Consigne 1 → Dans l'extrait sur l'économie française, qu'est-ce que les grandes entreprises réduisent désormais en taillant dans le haut encadrement ?
Consigne 2 → Poursuivez l'extrait sur l'économie française à partir de sa dernière phrase.

L’économie française plonge, la récession est là. Et si la « nouvelle société » allait nous sauver ? Quand donc viendra le rebond ? De plus en plus écartelée, notre économie vit les deux erreurs fondamentales de la stratégie suivie par le gouvernement. La première est d’avoir mis la profitabilité des entreprises après la stratégie de rééquilibrage des comptes publics, la seconde est d’avoir décidé de rééquilibrer les comptes publics d’abord par la hausse des impôts, puis par la réduction de la dépense publique. Réduction du déficit budgétaire puis profitabilité des entreprises, réduction du déficit public par les impôts puis par la dépense : non pas deux erreurs d’échéancier, mais deux erreurs de philosophie. Car la profitabilité des entreprises est très faible depuis des mois. Elle réduit donc leur capacité de projection, au moment même où une fiscalité accrue les fait réagir plus violemment que jamais. La boucle tourne dans le mauvais sens : moins de croissance, moins de revenus, plus d’inquiétude.

Les derniers chiffres de chômage ne sont donc pas une surprise : c’est la base l‘économie française qui fléchit. Les grandes entreprises revoient leurs structures de coût, manière polie de dire qu’elles réduisent désormais leurs superstructures de tête en taillant dans le haut encadrement. On verra les « départs négociés » se multiplier. Pour les PME, voilà des mois qu’elles freinent leurs stocks, leurs investissements, leurs embauches. Voilà des mois qu’on voit se tarir le financement des investisseurs pour les start up et s’infléchir le crédit aux PME. La récession est là – avec le risque est qu’elle ne s’arrêtera pas de sitôt.

Matériel fourni →
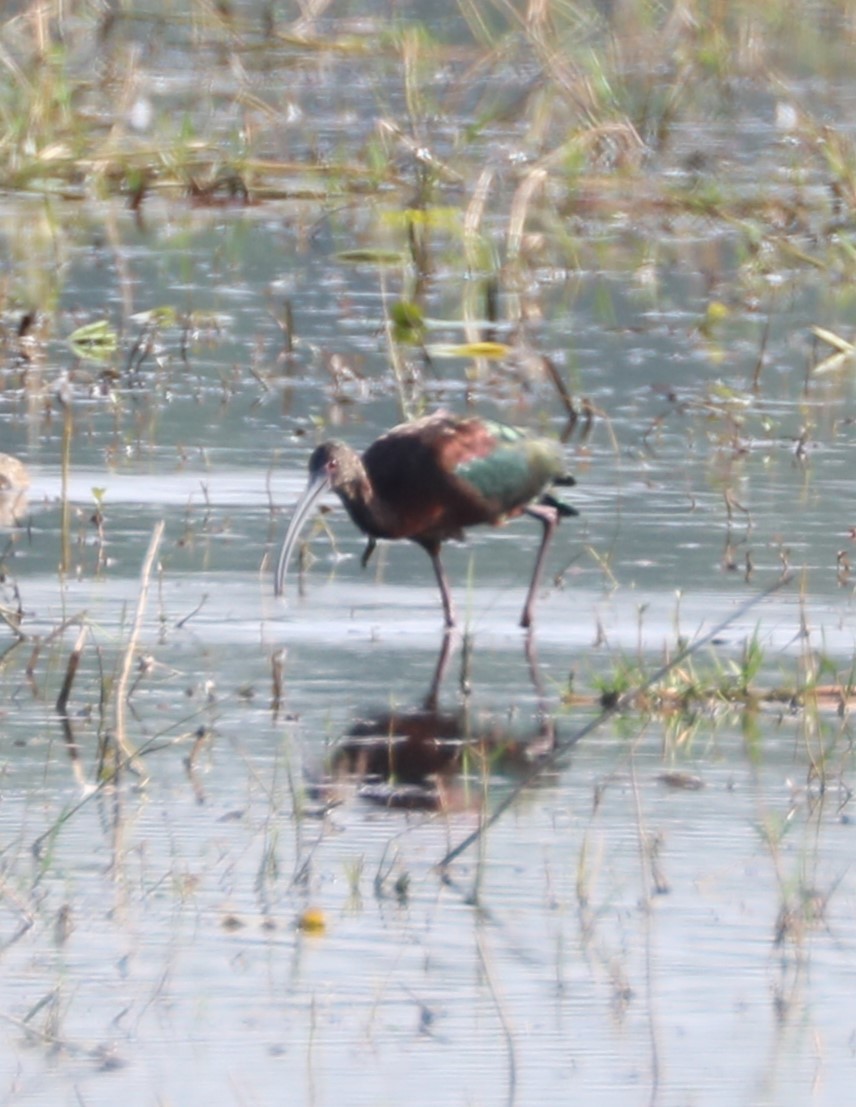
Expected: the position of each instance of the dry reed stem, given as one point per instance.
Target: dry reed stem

Résultat 1 → Leurs superstructures de tête.

Résultat 2 →
Pour remonter la pente, il faudra un choc violent, un choc qui frappera les esprits. Or ce choc n’est pas là, plus exactement : il n’est pas encore là. L’économie française vit même l’étrange situation où montent, d’un côté, le taux de chômage et, d’un autre côté, le salaire réel. Le salaire réel de ceux qui ont un emploi bien sûr. Terrible illustration de la coupure du marché du travail entre ins et outs. Les ins ont un CDI, ils sont inscrits dans les conventions collectives et vont avancer, plus lentement bien sûr, mais avancer. Ils sont protégés. Les outs n’ont rien. Ils vont de stages en CDD pour les plus chanceux, et se déqualifient lentement. A l’extérieur, cette même économie française vit une autre étrange situation : elle se finance dans des conditions très favorables, « grâce » au ralentissement économique et à la baisse des prix, grâce à l’inquiétude qui s’étend, grâce aux investisseurs japonais qui viennent acheter ici des bons du trésor, plus rémunérateurs que les leurs.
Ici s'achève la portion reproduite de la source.